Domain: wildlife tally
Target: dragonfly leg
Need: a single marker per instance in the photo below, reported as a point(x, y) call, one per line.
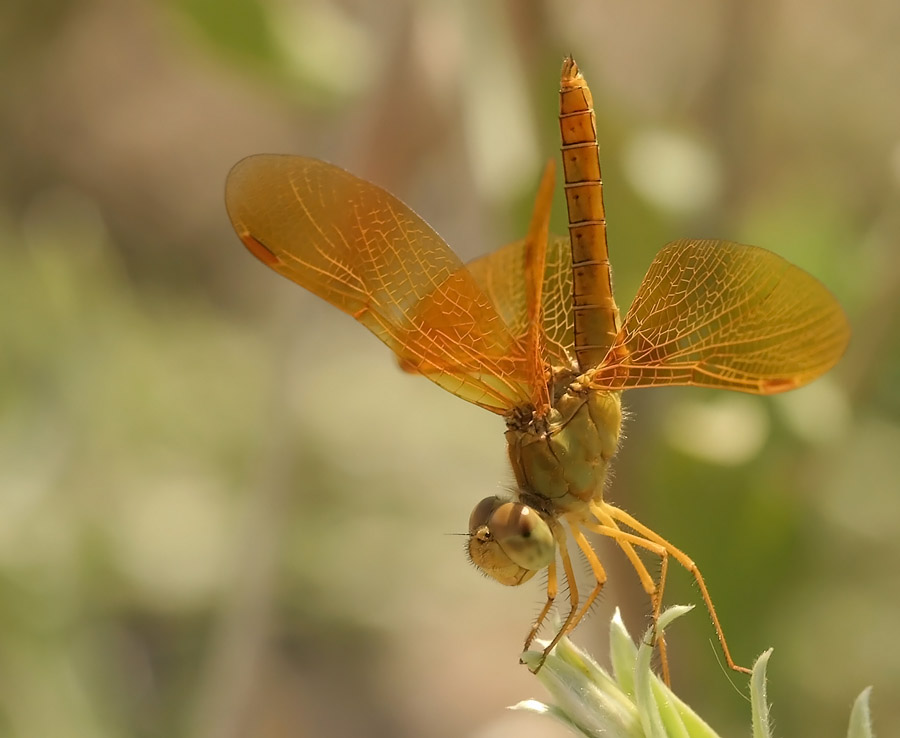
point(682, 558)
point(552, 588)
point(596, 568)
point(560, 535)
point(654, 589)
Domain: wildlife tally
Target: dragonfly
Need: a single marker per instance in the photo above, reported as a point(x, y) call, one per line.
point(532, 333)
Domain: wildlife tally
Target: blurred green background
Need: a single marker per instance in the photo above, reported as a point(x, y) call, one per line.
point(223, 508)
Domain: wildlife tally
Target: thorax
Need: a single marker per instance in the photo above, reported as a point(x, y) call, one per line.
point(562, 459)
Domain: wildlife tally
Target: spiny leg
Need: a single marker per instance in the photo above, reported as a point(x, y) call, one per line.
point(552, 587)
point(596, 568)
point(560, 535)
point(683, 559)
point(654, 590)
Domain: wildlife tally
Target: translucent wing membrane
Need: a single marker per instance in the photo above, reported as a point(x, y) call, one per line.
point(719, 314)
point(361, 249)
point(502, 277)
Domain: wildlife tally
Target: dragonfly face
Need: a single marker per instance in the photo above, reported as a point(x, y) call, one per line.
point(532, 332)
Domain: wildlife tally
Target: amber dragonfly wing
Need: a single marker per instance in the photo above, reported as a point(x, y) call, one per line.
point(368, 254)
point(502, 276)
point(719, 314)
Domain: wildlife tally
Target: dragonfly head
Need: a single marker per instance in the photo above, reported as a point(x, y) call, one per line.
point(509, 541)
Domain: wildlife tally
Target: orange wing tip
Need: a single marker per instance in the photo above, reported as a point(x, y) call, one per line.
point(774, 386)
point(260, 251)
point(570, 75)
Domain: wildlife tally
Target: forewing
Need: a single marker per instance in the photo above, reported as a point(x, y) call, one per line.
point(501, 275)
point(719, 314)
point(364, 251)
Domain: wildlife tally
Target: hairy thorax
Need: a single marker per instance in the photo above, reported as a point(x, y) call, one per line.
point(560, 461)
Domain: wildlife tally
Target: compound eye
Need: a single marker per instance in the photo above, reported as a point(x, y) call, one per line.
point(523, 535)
---
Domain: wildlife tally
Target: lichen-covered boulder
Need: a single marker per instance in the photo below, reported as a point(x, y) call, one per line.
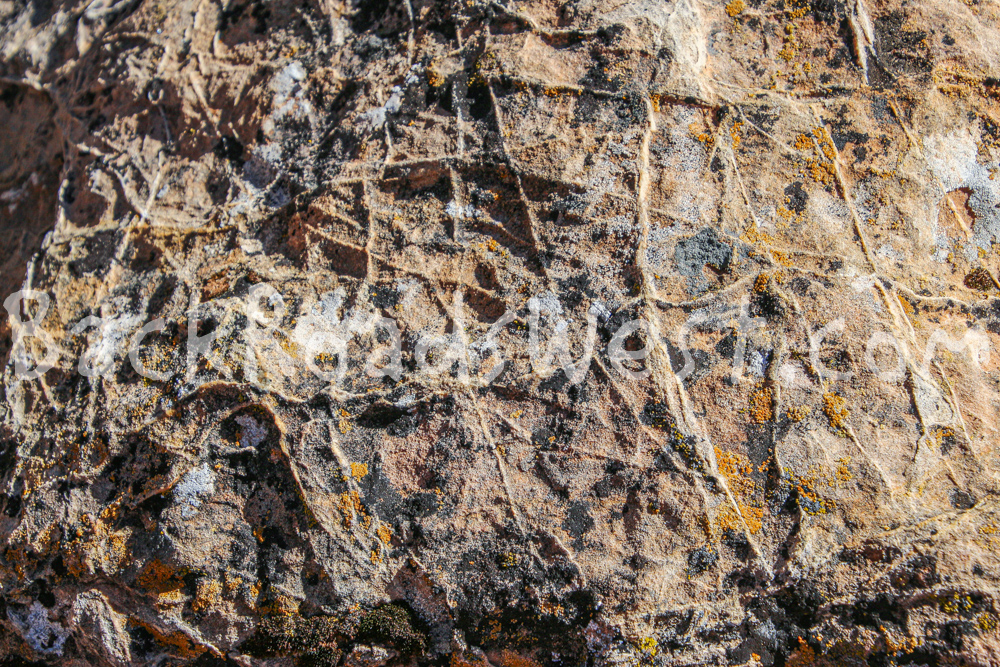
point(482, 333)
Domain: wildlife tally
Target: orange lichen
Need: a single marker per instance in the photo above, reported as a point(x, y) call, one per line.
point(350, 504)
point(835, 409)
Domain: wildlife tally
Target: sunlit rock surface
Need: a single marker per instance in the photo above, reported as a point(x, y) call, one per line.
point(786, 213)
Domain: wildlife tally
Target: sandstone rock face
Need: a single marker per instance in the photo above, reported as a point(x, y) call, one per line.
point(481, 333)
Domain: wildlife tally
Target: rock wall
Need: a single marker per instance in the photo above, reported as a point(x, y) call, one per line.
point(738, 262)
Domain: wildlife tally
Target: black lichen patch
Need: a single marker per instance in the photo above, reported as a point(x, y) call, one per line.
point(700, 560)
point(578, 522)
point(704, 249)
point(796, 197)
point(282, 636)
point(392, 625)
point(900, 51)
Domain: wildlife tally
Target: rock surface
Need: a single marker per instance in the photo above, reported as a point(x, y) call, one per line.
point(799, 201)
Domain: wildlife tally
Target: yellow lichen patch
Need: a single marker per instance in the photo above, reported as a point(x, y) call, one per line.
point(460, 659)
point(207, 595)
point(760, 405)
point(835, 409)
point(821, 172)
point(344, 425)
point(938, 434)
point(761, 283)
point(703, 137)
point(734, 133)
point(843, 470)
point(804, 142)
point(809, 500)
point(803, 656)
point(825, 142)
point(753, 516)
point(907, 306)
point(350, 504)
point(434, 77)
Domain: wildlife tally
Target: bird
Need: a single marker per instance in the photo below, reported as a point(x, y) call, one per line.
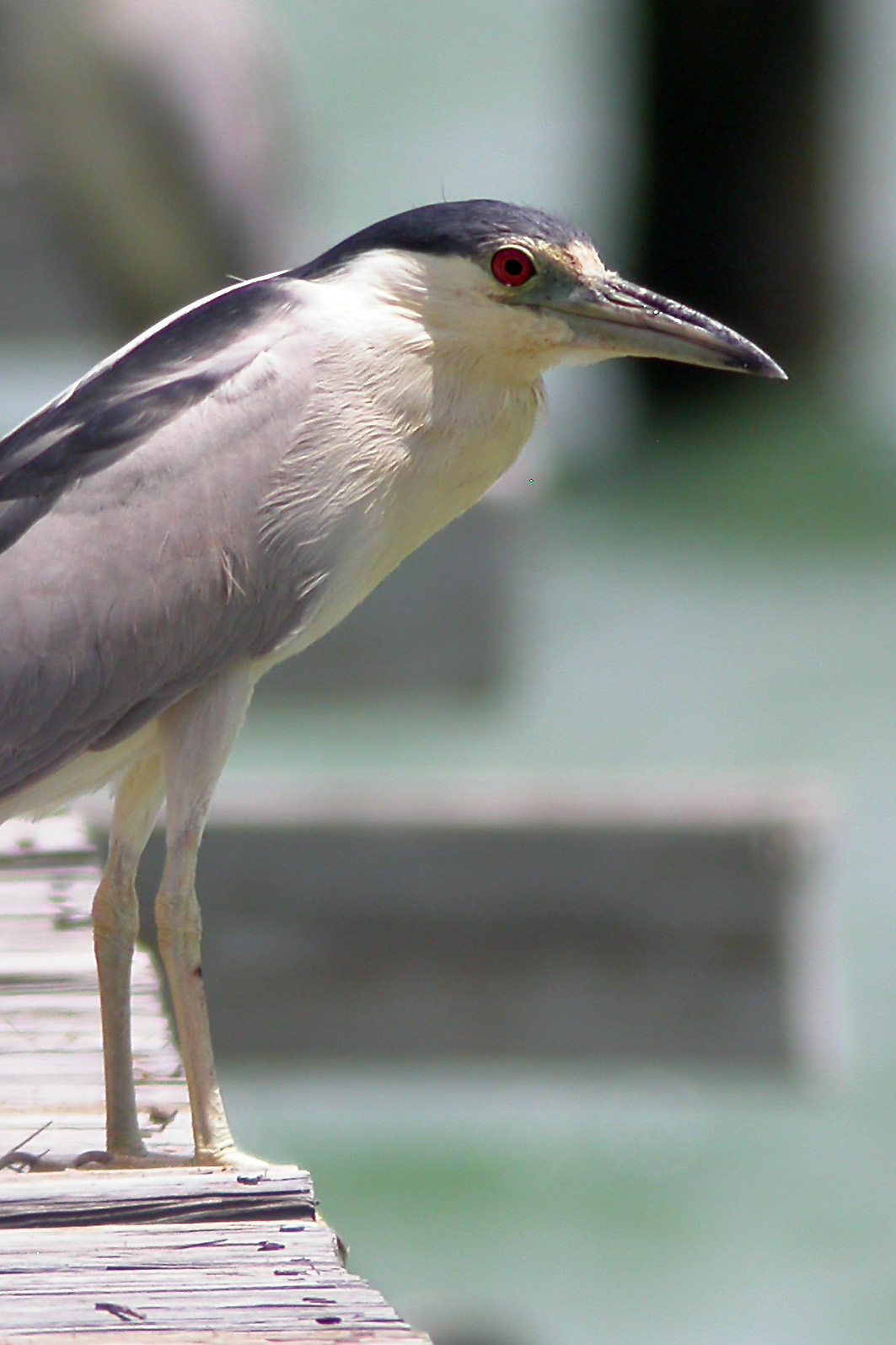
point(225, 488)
---
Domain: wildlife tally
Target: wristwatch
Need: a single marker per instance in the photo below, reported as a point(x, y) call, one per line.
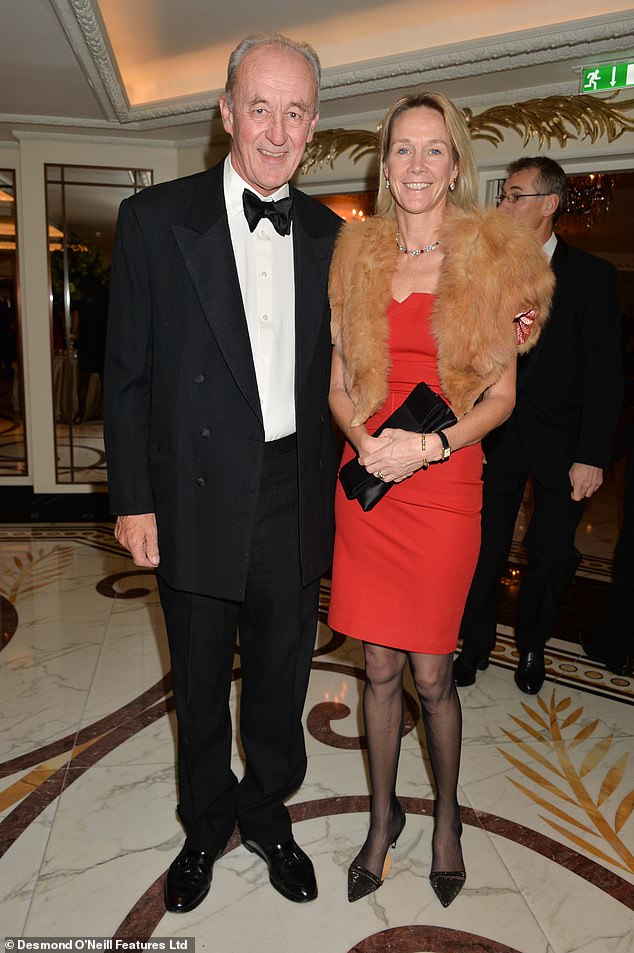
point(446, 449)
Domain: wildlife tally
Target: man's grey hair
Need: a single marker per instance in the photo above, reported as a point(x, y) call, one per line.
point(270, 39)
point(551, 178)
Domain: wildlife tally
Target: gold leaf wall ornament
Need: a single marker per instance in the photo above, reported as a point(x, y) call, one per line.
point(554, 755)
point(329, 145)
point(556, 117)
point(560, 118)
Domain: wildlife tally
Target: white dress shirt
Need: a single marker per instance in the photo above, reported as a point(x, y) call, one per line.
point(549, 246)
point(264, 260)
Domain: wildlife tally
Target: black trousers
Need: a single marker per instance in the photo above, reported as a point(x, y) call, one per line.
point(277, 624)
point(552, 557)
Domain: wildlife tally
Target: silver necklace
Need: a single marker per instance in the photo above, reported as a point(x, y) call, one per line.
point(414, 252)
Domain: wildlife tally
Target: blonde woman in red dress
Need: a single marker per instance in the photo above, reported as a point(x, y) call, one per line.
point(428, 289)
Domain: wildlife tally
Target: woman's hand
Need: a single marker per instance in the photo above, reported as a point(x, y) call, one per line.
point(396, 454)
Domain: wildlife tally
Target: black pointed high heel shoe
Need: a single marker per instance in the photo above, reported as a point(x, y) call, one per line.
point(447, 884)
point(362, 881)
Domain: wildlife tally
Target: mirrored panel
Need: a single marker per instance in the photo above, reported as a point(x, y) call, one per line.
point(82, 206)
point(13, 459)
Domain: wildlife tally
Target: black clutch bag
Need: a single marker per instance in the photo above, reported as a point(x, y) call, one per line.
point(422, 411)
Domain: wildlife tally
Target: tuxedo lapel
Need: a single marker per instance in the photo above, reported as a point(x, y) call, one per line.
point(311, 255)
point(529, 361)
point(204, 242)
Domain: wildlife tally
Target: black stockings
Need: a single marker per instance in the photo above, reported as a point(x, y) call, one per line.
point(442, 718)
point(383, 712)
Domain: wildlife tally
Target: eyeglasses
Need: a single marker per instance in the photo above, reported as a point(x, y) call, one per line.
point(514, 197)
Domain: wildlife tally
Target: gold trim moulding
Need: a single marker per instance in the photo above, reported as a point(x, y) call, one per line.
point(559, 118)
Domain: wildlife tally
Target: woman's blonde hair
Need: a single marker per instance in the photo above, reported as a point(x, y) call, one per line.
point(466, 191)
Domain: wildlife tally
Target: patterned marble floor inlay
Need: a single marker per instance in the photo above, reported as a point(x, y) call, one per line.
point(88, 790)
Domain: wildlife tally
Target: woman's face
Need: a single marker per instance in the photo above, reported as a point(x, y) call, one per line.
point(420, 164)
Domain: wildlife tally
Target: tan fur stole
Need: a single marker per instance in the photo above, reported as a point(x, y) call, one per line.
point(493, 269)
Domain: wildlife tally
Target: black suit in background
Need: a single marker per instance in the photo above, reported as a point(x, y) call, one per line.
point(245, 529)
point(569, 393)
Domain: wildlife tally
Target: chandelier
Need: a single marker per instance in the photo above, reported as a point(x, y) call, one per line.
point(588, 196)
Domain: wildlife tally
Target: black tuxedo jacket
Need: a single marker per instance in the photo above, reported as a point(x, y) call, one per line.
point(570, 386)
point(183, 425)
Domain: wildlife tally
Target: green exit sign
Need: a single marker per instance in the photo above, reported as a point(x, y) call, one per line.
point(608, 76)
---
[To be done]: Report every line in the rows above that contains the word "background", copying each line in full. Treat case as significant.

[Task result]:
Target: blurred green background
Target: black suit in background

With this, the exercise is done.